* Instruction *
Swap "baseball cap" for "hat" in the stretch from the line containing "[indicate] the boy's arm" through the end of the items. Return those lines with nothing else changed.

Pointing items
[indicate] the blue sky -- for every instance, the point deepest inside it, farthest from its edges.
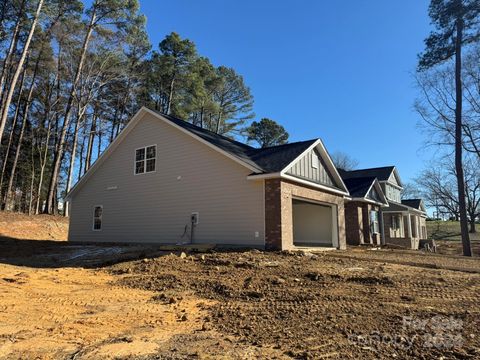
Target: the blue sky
(339, 70)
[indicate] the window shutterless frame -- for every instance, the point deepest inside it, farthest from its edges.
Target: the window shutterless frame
(145, 160)
(96, 218)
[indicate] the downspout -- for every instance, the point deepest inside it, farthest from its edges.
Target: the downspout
(382, 228)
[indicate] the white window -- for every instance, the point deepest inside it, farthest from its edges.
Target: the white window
(97, 217)
(396, 227)
(374, 221)
(314, 160)
(145, 159)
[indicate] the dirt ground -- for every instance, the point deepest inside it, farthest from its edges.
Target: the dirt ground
(61, 300)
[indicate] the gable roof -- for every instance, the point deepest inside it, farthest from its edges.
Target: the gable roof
(359, 187)
(414, 203)
(381, 173)
(266, 160)
(261, 161)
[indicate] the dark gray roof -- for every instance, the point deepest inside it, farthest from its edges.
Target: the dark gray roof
(415, 203)
(358, 187)
(381, 173)
(265, 160)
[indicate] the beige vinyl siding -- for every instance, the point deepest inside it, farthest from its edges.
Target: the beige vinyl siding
(392, 179)
(304, 168)
(155, 207)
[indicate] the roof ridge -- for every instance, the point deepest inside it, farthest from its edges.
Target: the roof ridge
(374, 168)
(287, 144)
(170, 117)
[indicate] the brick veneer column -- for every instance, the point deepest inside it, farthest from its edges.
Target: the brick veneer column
(273, 214)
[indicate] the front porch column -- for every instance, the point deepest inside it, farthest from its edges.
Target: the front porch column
(409, 226)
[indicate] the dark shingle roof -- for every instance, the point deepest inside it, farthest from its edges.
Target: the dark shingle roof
(381, 173)
(358, 187)
(265, 160)
(275, 158)
(415, 203)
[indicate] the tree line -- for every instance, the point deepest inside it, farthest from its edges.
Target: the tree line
(71, 76)
(448, 80)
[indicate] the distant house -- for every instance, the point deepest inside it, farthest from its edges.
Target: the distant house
(164, 180)
(363, 210)
(403, 220)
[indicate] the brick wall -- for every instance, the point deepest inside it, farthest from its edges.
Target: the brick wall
(357, 222)
(398, 241)
(273, 224)
(279, 211)
(354, 223)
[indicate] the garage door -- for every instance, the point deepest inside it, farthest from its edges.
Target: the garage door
(313, 224)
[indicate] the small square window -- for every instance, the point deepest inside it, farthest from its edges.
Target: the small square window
(145, 159)
(314, 160)
(151, 150)
(139, 167)
(97, 217)
(140, 154)
(150, 165)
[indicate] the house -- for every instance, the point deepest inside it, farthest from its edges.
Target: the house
(403, 220)
(363, 219)
(164, 180)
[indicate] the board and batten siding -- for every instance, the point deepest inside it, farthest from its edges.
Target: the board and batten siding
(304, 169)
(155, 207)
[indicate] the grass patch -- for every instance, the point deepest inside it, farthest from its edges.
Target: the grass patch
(448, 230)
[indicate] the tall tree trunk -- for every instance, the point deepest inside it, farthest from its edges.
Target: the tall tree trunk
(32, 178)
(99, 137)
(12, 46)
(171, 90)
(43, 163)
(60, 148)
(473, 230)
(467, 248)
(72, 159)
(80, 165)
(26, 111)
(12, 132)
(91, 138)
(13, 83)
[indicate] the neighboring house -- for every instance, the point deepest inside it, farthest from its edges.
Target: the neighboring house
(363, 218)
(164, 180)
(403, 221)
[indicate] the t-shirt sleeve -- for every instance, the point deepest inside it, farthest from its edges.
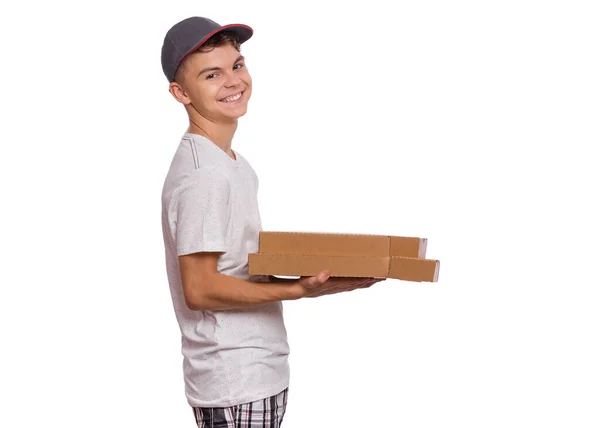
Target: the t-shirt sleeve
(202, 213)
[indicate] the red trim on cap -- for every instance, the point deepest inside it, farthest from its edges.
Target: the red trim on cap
(212, 33)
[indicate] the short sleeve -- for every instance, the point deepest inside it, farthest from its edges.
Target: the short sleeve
(202, 213)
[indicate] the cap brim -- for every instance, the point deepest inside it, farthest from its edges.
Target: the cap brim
(243, 32)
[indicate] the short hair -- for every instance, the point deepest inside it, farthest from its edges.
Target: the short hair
(216, 40)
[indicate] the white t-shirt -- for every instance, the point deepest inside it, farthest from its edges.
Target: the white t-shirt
(209, 203)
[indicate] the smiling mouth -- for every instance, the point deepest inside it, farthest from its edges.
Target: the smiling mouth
(232, 98)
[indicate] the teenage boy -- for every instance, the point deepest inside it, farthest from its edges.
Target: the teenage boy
(234, 341)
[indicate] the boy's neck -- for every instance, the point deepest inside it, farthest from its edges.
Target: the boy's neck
(220, 134)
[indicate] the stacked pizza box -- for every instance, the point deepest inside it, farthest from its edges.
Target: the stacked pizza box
(347, 255)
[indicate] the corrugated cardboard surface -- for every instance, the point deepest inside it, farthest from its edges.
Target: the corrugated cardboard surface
(341, 244)
(410, 269)
(311, 265)
(349, 255)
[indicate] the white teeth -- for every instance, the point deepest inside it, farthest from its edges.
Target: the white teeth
(232, 98)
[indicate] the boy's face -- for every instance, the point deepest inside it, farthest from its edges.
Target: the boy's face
(216, 83)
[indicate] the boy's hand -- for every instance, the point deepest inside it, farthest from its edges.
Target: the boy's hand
(322, 284)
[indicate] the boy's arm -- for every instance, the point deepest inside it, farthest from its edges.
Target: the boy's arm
(205, 288)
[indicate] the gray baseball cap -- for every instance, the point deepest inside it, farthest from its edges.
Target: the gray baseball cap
(188, 35)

* Result *
[indicate] the boy's arm -- for every instance, the point deepest inside it, farthest from its edges.
Target: the boy's arm
(205, 288)
[indicate] the gray hat -- for every instance, the point deepest inside it, farthest from its edges.
Target: the gray hat
(188, 35)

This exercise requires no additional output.